* **PROBLEM**: Please copy out all lines of the entries that contain the word "target".

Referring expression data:
[Start of section]

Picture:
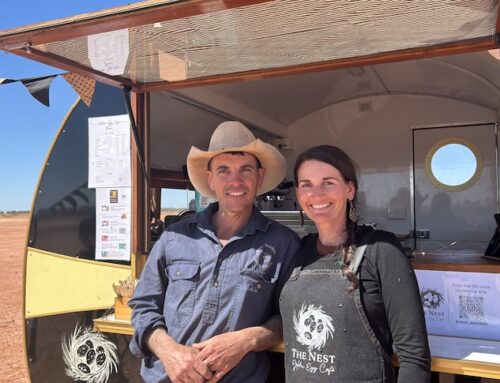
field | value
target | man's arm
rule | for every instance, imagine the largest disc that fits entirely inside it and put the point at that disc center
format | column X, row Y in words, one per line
column 182, row 363
column 223, row 352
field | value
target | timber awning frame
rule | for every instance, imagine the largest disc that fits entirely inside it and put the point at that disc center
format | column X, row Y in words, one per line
column 25, row 41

[End of section]

* **TASK ANSWER**:
target | man's arm
target | timber awning frame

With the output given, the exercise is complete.